>> BEGIN Extract

This assignment was a little challenging because we had to make a game board out of one of the papers we wrote. I have never done anything like this which is the main reason why it was challenging. It was also challenging because I cannot draw but I am creative and 75% of the project/multimodal assignment had to be ours. The fact that we created a game board out of one of our papers was the unique thing about the assignment. Making the game pieces, instructions, and game cards came easy but drawing the game board was the hardest thing I had to do because no matter how hard I try drawing is my biggest struggle. I have done a multimodal assignment before. These two were similar because I had to take a paper I already wrote and change it up a bit. I think I did really well because I was creative despite the drawing of my game board which wasn’t so great. I did make time and made a commitment on this assignment because I knew I would struggle with drawing my game board. When we got to write out our ideas and everything in class is what helped me with this assignment because I got help from the professor and that also gave me more ideas or something I needed to change. I learned about this assignment that you can take a paper and change it in a creative way and make something good and different out of it.
Archives: Unit Reflections
Researched Argument Unit Reflection
This assignment was a little challenging because I have never done a paper with 7 sources. I really put time and effort into the paper. I didn’t get the grade I wanted, so I will revise it because I really tried. The next time I just have to try harder, but I know what needs to be fixed. I struggled with finding sources for the paper because I didn’t want one that was irrelevant to the paper. The thesis was also something I struggled with as well because I didn’t know how to sum everything up that the whole paper was about and put everything together. The things that came naturally were the claims/what that paragraph was going to be about that supports the thesis. The part of class that helped me with this paper but not really in class was the peer review on Blackboard even though only one person gave me feedback on my paper. I discovered about myself as a writer while working on this assignment is that I have to make sure everything flows together and that I should work on thesis statements. I really focused on making sure I meet each requirement and that I try my best and put time and effort into it. I now know what I have to keep working on to keep improving as a writer. The assignment was a little challenging and I didn’t expect the outcome but that just means that I have to try harder to improve and make myself a better writer.

>> END Extract
>> BEGIN Material provided

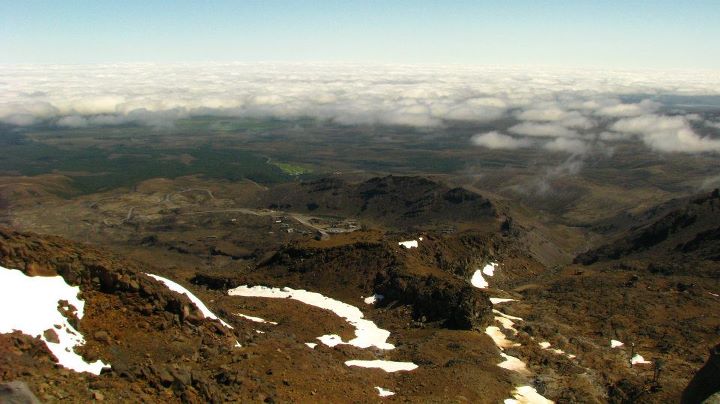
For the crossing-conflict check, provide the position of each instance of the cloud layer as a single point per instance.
(569, 111)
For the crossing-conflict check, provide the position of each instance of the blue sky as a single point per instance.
(623, 34)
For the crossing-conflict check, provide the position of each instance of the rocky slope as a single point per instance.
(399, 201)
(674, 235)
(162, 347)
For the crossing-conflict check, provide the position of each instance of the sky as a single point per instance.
(654, 34)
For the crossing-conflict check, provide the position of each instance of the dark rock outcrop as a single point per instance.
(706, 381)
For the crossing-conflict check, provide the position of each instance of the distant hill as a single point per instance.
(676, 233)
(399, 201)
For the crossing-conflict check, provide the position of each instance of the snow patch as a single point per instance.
(255, 319)
(384, 393)
(373, 299)
(478, 281)
(175, 287)
(527, 395)
(639, 360)
(506, 323)
(490, 268)
(30, 305)
(514, 364)
(388, 366)
(499, 338)
(500, 313)
(367, 334)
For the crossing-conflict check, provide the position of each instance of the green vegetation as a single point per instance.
(95, 169)
(292, 169)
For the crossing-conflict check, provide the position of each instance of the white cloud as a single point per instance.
(542, 130)
(667, 133)
(572, 146)
(619, 109)
(496, 140)
(557, 103)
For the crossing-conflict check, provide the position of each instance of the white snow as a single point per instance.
(506, 323)
(331, 340)
(478, 281)
(30, 305)
(175, 287)
(499, 338)
(500, 313)
(527, 395)
(409, 244)
(639, 360)
(490, 268)
(367, 334)
(514, 364)
(255, 319)
(388, 366)
(373, 299)
(384, 393)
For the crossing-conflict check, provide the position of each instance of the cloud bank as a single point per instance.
(561, 110)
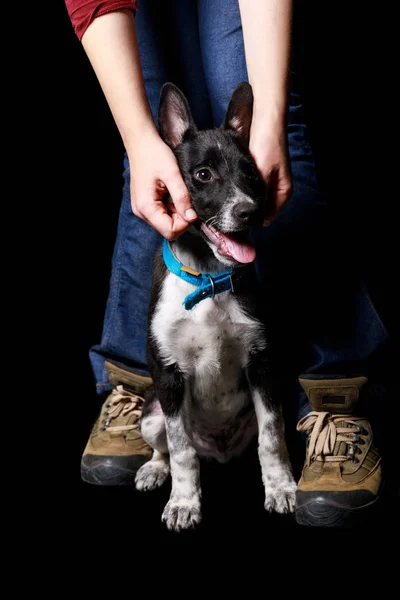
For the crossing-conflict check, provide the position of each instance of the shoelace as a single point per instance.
(325, 433)
(122, 403)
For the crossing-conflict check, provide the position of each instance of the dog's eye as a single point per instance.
(204, 175)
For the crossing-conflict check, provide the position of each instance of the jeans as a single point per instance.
(324, 318)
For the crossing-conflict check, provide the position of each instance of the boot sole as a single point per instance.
(111, 474)
(322, 514)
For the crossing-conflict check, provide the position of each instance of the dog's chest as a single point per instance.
(210, 343)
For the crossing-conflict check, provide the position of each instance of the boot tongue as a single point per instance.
(333, 395)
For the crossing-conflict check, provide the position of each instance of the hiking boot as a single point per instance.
(341, 479)
(116, 449)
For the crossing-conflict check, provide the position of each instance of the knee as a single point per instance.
(153, 432)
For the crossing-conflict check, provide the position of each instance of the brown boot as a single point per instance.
(342, 475)
(116, 449)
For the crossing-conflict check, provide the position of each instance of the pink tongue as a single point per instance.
(240, 251)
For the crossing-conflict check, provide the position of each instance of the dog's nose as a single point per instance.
(245, 211)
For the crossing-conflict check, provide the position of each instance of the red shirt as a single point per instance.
(83, 12)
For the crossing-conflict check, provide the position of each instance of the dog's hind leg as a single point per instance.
(279, 484)
(154, 473)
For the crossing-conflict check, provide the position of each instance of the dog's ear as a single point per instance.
(174, 116)
(240, 111)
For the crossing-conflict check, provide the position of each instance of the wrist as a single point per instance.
(140, 135)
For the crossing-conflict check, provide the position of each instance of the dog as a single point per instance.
(208, 352)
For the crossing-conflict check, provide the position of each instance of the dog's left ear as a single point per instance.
(174, 116)
(240, 111)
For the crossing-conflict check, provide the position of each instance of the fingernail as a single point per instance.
(190, 214)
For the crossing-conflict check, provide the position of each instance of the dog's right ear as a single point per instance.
(174, 116)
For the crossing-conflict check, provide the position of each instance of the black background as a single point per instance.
(351, 109)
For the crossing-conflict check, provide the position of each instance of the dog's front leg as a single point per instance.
(183, 508)
(278, 480)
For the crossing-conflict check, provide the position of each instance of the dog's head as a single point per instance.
(227, 191)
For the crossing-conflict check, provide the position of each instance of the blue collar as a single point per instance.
(208, 284)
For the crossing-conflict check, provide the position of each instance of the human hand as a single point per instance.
(154, 171)
(268, 146)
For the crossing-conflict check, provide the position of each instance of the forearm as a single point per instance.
(267, 26)
(111, 46)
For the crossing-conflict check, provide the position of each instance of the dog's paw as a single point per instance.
(182, 514)
(151, 475)
(280, 497)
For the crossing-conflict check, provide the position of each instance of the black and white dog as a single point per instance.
(207, 347)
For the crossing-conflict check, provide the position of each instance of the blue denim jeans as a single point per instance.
(324, 317)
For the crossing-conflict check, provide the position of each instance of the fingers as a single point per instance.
(155, 213)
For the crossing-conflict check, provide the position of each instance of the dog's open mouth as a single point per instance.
(234, 245)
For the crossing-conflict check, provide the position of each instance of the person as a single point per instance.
(328, 328)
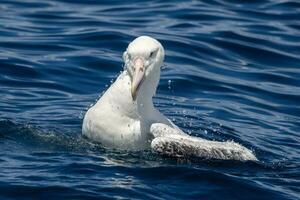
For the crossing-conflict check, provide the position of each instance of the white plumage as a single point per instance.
(125, 118)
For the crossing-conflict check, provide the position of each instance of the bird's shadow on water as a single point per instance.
(36, 141)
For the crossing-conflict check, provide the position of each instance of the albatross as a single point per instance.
(125, 117)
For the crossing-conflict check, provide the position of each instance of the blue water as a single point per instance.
(232, 72)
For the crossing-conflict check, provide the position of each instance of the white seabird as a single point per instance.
(125, 118)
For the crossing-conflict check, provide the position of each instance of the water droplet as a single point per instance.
(169, 84)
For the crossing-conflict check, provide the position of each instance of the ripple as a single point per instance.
(231, 72)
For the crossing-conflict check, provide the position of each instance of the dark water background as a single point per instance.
(232, 72)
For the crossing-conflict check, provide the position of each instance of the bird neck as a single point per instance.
(147, 91)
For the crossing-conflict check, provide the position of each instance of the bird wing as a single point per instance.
(172, 142)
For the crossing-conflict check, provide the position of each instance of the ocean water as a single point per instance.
(232, 72)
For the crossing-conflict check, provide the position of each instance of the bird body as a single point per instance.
(125, 117)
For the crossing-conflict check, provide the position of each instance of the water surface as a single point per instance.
(231, 72)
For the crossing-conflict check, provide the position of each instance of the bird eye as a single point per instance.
(152, 54)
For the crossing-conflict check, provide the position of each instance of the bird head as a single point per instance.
(143, 57)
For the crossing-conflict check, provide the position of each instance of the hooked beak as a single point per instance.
(138, 76)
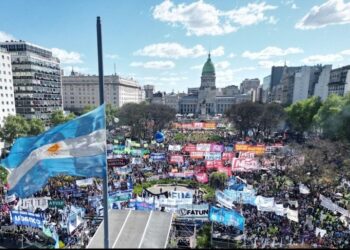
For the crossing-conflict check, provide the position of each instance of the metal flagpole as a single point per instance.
(104, 171)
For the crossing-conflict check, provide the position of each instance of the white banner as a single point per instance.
(10, 198)
(205, 147)
(174, 148)
(328, 203)
(303, 189)
(224, 200)
(85, 182)
(265, 204)
(292, 215)
(320, 231)
(33, 203)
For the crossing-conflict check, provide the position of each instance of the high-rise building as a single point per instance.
(36, 79)
(7, 97)
(80, 91)
(339, 81)
(249, 84)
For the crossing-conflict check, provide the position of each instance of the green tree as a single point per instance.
(14, 127)
(246, 116)
(217, 180)
(329, 117)
(36, 126)
(301, 114)
(58, 117)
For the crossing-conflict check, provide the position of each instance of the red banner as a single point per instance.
(196, 155)
(176, 159)
(189, 148)
(213, 164)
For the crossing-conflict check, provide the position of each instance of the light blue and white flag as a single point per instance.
(76, 148)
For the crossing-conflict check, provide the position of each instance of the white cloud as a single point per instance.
(112, 56)
(219, 51)
(323, 59)
(67, 57)
(222, 65)
(176, 50)
(269, 52)
(268, 63)
(154, 64)
(330, 13)
(251, 14)
(6, 37)
(231, 55)
(200, 18)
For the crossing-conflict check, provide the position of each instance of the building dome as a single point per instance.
(208, 68)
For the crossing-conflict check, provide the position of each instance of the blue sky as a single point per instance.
(165, 43)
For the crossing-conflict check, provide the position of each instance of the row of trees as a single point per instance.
(330, 118)
(145, 119)
(257, 117)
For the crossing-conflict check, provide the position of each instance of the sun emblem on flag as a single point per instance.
(53, 149)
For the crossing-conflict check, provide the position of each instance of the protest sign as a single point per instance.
(22, 218)
(85, 182)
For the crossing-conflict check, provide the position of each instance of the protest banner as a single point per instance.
(226, 217)
(292, 215)
(211, 156)
(33, 203)
(244, 164)
(217, 148)
(197, 212)
(227, 156)
(174, 148)
(56, 204)
(22, 218)
(196, 155)
(158, 156)
(85, 182)
(176, 159)
(202, 177)
(203, 147)
(189, 148)
(224, 200)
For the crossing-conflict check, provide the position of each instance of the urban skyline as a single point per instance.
(245, 38)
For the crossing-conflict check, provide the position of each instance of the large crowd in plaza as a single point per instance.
(133, 163)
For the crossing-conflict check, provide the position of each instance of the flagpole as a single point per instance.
(104, 171)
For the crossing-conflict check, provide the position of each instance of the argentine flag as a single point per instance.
(76, 148)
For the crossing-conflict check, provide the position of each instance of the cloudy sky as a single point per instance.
(165, 43)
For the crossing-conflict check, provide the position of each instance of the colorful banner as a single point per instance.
(204, 147)
(189, 148)
(198, 212)
(174, 148)
(217, 148)
(85, 182)
(226, 217)
(33, 203)
(202, 177)
(158, 156)
(244, 164)
(211, 156)
(213, 164)
(22, 218)
(227, 156)
(196, 155)
(258, 149)
(176, 159)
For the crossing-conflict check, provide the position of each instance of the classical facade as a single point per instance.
(207, 99)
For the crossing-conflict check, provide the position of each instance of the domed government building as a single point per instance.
(207, 99)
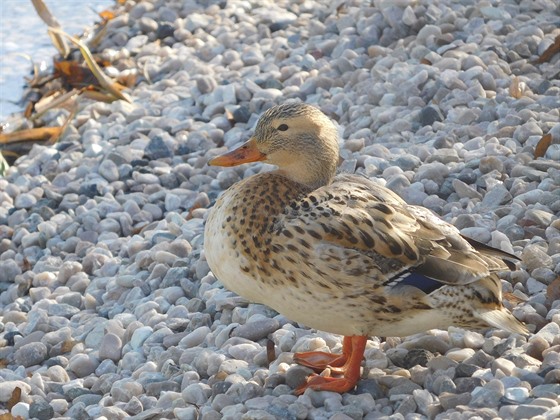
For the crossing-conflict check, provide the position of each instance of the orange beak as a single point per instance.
(245, 153)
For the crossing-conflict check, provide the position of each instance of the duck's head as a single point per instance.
(296, 137)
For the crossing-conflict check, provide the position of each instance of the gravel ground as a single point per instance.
(107, 306)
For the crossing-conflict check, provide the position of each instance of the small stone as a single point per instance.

>> END Material provided

**Task brief:** Continue the unit reflections from the point where they stop.

**Exercise answer:**
Synthesis Unit Reflection
The synthesis assignment was something that I have done before. I don’t really know my outcome on it. I don’t know if I did good, bad, or alright. I am hoping the very best though. In Writing 101 last semester, we also had an synthesis assignment that we had to do. I did struggle a lot with this assignment. I used one of the sources from Rereading America and a documentary from Netflix called “Miss Representation.” I think I mainly struggled with connecting the two sources and also the word count. My synthesis paper last semester in Writing 101 word count was only 1000 words instead 1200 like this assignment this semester. I discovered about myself as a writing during this assignment that I should make more time and effort because I already struggle writing papers. I also discovered that I should try to get all the help I can and use all the resources so I can continue to improve in my writing and become a better writer. I think my strengths in this paper was my topic sentences and explain the sources. I struggled with finding the right sources as well because I wasn’t sure if it fit my thesis and what I wanted my entire paper to be on. I think that was hard for me because it is kind of hard to find the absolute right sources. I think my sources were good though and something I could use to support my thesis and topic sentences of each paragraph. Even though I don’t think I did good on this assignment, I learned a lot from it.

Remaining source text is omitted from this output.